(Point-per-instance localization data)
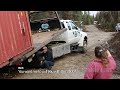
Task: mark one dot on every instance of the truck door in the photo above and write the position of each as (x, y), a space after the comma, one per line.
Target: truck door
(75, 32)
(70, 33)
(22, 15)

Work task —
Exactly as they appear above, print all the lines, but not the pictures.

Answer box —
Task: mark one dot on every instance of the truck door in the photo above and write the position of each as (x, y), a space after the comma, one per line.
Target: truck door
(75, 32)
(70, 33)
(22, 15)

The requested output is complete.